BEGIN Input for this task

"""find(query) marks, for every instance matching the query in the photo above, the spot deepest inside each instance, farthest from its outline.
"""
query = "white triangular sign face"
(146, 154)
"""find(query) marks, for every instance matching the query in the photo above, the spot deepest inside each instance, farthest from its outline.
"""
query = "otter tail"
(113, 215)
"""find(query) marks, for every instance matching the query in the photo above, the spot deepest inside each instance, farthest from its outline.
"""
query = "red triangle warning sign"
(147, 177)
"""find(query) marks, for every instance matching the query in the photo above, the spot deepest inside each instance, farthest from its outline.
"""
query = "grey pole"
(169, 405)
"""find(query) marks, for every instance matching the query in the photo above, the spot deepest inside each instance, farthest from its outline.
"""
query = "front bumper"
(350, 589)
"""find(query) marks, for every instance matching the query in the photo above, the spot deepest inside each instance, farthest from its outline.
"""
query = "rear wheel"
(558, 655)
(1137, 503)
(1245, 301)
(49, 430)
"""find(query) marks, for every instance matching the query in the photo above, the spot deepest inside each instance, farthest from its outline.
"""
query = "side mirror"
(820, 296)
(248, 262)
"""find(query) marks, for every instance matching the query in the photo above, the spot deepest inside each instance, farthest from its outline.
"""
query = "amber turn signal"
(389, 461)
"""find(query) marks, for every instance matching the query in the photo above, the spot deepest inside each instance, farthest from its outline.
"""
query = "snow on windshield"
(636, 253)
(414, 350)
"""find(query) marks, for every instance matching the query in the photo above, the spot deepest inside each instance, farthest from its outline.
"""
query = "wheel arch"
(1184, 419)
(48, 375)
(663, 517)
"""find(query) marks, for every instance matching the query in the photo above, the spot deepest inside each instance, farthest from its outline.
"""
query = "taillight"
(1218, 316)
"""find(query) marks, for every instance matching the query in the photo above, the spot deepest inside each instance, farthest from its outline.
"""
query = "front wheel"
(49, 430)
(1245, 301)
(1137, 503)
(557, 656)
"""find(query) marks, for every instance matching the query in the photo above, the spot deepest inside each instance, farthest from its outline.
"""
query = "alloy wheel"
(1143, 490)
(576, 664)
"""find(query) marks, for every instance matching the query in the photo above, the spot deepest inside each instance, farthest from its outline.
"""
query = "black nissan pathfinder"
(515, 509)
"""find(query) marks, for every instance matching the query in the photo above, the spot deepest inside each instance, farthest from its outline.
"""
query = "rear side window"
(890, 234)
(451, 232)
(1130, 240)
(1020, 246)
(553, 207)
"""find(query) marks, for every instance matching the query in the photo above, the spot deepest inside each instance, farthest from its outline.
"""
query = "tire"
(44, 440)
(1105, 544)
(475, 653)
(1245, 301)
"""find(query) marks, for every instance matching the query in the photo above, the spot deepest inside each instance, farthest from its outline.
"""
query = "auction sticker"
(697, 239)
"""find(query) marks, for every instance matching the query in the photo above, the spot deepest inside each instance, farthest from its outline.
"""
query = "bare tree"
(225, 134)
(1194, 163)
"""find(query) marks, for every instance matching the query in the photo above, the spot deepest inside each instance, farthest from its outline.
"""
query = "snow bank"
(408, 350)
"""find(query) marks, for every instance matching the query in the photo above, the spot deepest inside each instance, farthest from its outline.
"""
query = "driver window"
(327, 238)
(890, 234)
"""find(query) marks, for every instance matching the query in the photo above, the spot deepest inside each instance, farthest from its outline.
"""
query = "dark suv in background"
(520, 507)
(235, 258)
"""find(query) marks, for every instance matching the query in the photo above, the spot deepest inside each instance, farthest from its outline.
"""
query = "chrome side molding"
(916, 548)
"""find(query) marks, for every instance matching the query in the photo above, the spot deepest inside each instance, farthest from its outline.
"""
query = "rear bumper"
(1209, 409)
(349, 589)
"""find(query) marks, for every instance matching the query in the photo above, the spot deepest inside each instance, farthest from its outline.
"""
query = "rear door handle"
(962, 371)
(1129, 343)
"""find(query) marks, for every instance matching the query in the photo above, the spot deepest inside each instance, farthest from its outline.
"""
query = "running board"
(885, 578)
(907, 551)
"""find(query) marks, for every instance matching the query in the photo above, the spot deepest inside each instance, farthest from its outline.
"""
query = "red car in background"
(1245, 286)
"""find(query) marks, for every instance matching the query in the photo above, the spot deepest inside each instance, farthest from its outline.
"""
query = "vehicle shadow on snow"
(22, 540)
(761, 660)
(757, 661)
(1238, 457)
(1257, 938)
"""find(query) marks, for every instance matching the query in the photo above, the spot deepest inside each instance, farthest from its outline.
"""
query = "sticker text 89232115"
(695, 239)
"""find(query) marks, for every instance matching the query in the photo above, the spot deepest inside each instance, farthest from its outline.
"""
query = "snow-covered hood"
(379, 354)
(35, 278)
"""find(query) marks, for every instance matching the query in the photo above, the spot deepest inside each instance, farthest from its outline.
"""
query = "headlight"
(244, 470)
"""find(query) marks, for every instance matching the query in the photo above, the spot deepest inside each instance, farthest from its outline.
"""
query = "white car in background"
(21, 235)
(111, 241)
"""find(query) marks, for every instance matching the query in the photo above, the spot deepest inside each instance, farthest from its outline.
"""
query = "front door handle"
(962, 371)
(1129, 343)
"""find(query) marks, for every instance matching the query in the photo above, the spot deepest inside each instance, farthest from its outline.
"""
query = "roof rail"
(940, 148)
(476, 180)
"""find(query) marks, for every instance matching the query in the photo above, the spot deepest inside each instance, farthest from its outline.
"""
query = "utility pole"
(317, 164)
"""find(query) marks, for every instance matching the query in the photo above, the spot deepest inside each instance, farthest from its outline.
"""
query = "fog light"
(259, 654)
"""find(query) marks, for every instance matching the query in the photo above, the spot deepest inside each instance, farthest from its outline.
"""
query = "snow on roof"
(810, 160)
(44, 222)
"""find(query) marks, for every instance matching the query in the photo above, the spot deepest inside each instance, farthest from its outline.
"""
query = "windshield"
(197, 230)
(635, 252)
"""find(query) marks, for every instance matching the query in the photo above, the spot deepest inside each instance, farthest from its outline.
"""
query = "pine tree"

END Input for this task

Task item
The records above need to be retyped in full, exactly as they stand.

Solution to the problem
"""find(query) marks, for every instance matching the query in the photo above, the spot deepest inside each instance, farthest from its outline.
"""
query = "white triangular sign face"
(146, 154)
"""find(query) marks, for every instance matching the query in the photo above, the spot deepest inside each instance, farthest from its outline.
"""
query = "otter tail"
(113, 215)
"""find(query) marks, for every instance matching the query in the photo above, the spot deepest inside each instance, farthest from its outline.
"""
query = "red triangle warning sign"
(147, 177)
"""find(query) marks, for every instance matching the query in the photo above, the spot deepest inside each instance, farthest from its outline.
"""
query = "grey pole"
(169, 405)
"""find(query) marks, for every instance matching the query in the photo above, the spot deepest inside each instance, farthest from its outline.
"""
query = "front bumper"
(350, 589)
"""find(query) marks, for every instance matching the query in the photo above, the spot deepest inside each instance, farthest from its outline.
"""
query = "rear wheel"
(558, 655)
(1137, 503)
(1245, 301)
(49, 430)
"""find(query) marks, for every instance matching the query in the photo above, the spot deepest inside each instance, farthest from its outline.
"""
query = "side mirror"
(820, 296)
(248, 262)
"""find(query) marks, for every instance matching the query in the photo above, the spot deepest inside each instance, farthest from its outline.
"""
query = "amber turn signal"
(389, 461)
"""find(query) marks, for every instance matching the query in the photo above, the spot deepest inside each instance, farthest from its outline.
"""
query = "snow on windshield"
(636, 253)
(414, 350)
"""find(query) marks, for every instance matching the query in the photo above, the spot deepest inside each instance, farthest from its outline.
"""
query = "wheel arch"
(1184, 419)
(48, 375)
(663, 517)
"""find(query) marks, for every instance matching the query in the photo above, the spot deepest inside each instance, farthest from its outline.
"""
query = "taillight"
(1218, 316)
"""find(query) marks, for every instance matching the query in the photo above, the spot deepest inside each instance, farthest from its outline.
"""
query = "front wheel"
(49, 430)
(1245, 301)
(1137, 503)
(557, 656)
"""find(query) marks, for every instance matching the query in the photo above, the spot deepest inside each instance, farthest from its outline.
"""
query = "alloy wheel"
(1143, 490)
(576, 664)
"""find(query) marks, for every instance matching the query in the photo above, the spot deepest inside each instance, farthest from its outline.
"""
query = "black nissan pathfinder"
(515, 509)
"""find(query) marks, for every instance matching the query in the photo above, the spot deepest inside each instance, farthest from its outline.
"""
query = "rear side window"
(890, 234)
(451, 232)
(1130, 240)
(1020, 246)
(553, 207)
"""find(query) marks, for every instance matching the query in the photo above, the spot deepest inside each instance, farthest from its outline.
"""
query = "tire"
(44, 440)
(1105, 544)
(475, 653)
(1245, 301)
"""find(query) marks, for every instance matching the query in the photo above, the spot deepest inside each instance, farthest from its outline.
"""
query = "auction sticker"
(697, 239)
"""find(query) marks, for every instance matching the query in the photo above, the spot deepest inside each instance, farthest from its outline.
"""
query = "bare tree"
(225, 134)
(1194, 163)
"""find(query) marks, for every instance matching the query in the photo above, the spot deepest inside each instance, farthest from its outline.
"""
query = "snow bank"
(408, 350)
"""find(query) marks, for every instance matching the query in the photo above, the spot deepest inside each instance, farthest from its outline.
"""
query = "driver window"
(327, 238)
(890, 234)
"""find(query) marks, for every instance matching the query in the photo above, the spot deepest inside each instance, farthest from its outline.
"""
query = "dark suv in background"
(520, 507)
(235, 258)
"""find(query) marks, for every instance matching the query in the photo above, the spot deepest inside each instance, farthest from its outline.
"""
query = "chrome side molding"
(916, 548)
"""find(query) marks, for every instance matching the query in the photo above, the spot deepest inside each instance, farthest from its outline.
"""
query = "rear bumper"
(1209, 409)
(349, 589)
"""find(query) marks, for every instance matching the query in the photo above, the spot deepest inside each instance, farthest from its outline.
"""
query = "rear door handle"
(962, 371)
(1129, 343)
"""find(query) marks, for every instance matching the query in the photo above, the spot deepest inside each instance, farthest from its outline.
"""
query = "running board"
(885, 578)
(907, 551)
"""find(query) marks, for every instance matching the query in the photo above, the spot deepest inside each instance, farthest from its outline.
"""
query = "red car in background"
(1245, 286)
"""find(query) marks, for every instance matching the query in the photo above, the spot deepest inside each instance, farthest from its outline.
"""
query = "vehicle shadow on snow"
(22, 540)
(761, 660)
(757, 661)
(1238, 457)
(1257, 938)
"""find(query) marks, for every instance matching the query in the photo above, the spot deepest inside each instance, farthest from its outline.
"""
query = "sticker text 89232115"
(695, 239)
"""find(query) marks, for every instance matching the query in the photo above, the spot deepest inside each instance, farthest from its outline.
"""
query = "snow-covered hood"
(379, 354)
(35, 278)
"""find(query) marks, for every instance matching the query in the photo above, the spot deepest inside each instance, farthest from its outline.
"""
query = "headlight"
(244, 470)
"""find(query) marks, for every instance matching the query in the photo above, the spot deepest inside each instance, farthest from its outline.
"""
query = "white car in background"
(21, 235)
(111, 241)
"""find(query) marks, for every instance matching the query in the photo above, the spot deepest inside each instance, farthest from its outline.
"""
query = "front door handle"
(962, 371)
(1129, 343)
"""find(query) marks, for every instance matching the query in the photo above, the spot deepest inside each instance, farthest from its outline.
"""
query = "roof rail"
(940, 148)
(476, 180)
"""find(query) marks, for every instance matching the query in the photo above, the spot deepest inside each instance, farthest from its outline.
"""
query = "utility pole"
(317, 164)
"""find(query) marks, for every instance matching the query in the photo above, the spot deepest inside each instance, farthest from its outline.
"""
query = "fog light"
(259, 654)
"""find(query) marks, for every instance matching the query in the photo above, the spot deepest inside each instance, farthest from its outline.
"""
query = "snow on roof"
(810, 160)
(44, 222)
"""find(query) marks, for every instance matching the query in the photo above, the spot deepest inside each instance, farthest from its outline.
"""
query = "windshield"
(197, 230)
(635, 252)
"""find(query) marks, for every instance matching the query in the photo above, the spot deepest inside each instance, farthest from its outline.
"""
query = "pine tree"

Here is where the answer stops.